━━━━━ Data for processing ━━━━━
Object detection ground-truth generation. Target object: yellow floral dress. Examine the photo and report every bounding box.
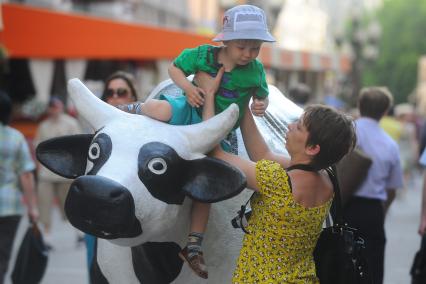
[232,160,332,284]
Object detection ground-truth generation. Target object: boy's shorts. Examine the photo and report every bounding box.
[160,94,238,154]
[160,95,203,125]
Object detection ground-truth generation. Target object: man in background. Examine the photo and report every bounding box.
[34,97,81,247]
[344,87,403,284]
[0,91,38,284]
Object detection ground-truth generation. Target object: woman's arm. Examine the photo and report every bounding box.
[240,106,290,168]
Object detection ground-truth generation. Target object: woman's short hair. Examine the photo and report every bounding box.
[358,86,393,120]
[303,105,356,169]
[101,71,138,101]
[0,91,12,125]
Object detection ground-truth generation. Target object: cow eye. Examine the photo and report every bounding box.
[89,143,101,160]
[148,158,167,175]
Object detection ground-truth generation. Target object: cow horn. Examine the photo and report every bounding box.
[182,104,239,153]
[68,78,125,130]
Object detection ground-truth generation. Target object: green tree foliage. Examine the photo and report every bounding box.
[363,0,426,103]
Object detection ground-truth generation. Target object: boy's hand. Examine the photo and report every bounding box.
[250,97,269,116]
[184,84,205,107]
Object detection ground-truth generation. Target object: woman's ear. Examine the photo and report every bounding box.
[305,144,321,156]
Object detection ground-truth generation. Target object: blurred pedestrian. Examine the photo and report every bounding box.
[101,71,138,106]
[380,107,403,144]
[344,87,403,284]
[395,103,419,181]
[34,97,81,248]
[0,91,38,284]
[419,150,426,236]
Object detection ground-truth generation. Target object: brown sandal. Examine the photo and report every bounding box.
[179,247,208,279]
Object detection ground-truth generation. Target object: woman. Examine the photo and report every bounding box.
[198,74,356,283]
[84,71,138,283]
[101,71,137,106]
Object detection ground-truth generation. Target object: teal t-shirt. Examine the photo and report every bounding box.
[174,45,269,128]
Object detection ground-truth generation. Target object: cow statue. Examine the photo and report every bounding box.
[36,79,250,284]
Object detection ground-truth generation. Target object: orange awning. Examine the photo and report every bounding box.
[0,4,212,60]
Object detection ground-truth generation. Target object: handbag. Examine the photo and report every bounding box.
[336,148,373,205]
[410,236,426,284]
[314,168,372,284]
[11,218,48,284]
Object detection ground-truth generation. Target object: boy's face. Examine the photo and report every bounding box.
[226,40,262,65]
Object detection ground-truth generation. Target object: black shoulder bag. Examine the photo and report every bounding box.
[314,168,372,284]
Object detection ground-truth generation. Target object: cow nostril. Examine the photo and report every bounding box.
[109,190,122,198]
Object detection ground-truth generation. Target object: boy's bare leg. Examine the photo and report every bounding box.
[179,200,210,279]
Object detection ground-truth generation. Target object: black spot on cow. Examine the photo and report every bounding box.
[87,133,112,175]
[138,142,246,204]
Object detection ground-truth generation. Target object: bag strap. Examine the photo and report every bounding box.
[285,164,317,172]
[238,191,256,235]
[325,165,344,226]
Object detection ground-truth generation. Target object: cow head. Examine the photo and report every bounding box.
[36,79,245,246]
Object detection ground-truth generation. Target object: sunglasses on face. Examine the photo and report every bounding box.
[105,88,129,98]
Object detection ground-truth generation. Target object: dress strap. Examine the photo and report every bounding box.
[286,164,318,172]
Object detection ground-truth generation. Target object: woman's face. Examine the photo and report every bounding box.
[106,78,134,106]
[285,116,309,156]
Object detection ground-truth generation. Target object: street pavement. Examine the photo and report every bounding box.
[37,173,422,284]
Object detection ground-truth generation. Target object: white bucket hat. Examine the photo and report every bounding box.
[213,5,275,42]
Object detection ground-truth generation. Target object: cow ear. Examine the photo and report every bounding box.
[182,157,247,203]
[36,134,94,179]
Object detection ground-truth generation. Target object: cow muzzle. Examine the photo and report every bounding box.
[65,175,142,239]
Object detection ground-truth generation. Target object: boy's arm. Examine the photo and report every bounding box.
[240,106,290,168]
[250,97,269,116]
[197,68,259,191]
[168,63,205,107]
[250,63,269,116]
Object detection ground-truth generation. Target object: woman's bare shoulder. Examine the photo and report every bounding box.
[288,171,333,207]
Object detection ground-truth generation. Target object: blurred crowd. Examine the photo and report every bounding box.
[2,74,426,282]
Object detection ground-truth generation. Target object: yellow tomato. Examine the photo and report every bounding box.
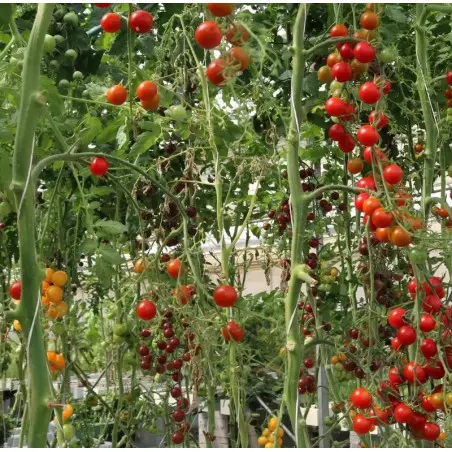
━━━━━
# Objective:
Turn the data entries from the line with "object: cow statue." up to and including the line with "[0,4,212,60]" into a numbered list, skipping any blank lines.

# The reply:
1. Object detection ground-truth generation. Target object: cow statue. Examine the photo and report every bounding box.
2. [36,79,250,284]
3. Object detection ground-truth generation. Target object: orange awning. Examine the photo and report every bounding box.
4. [0,4,212,60]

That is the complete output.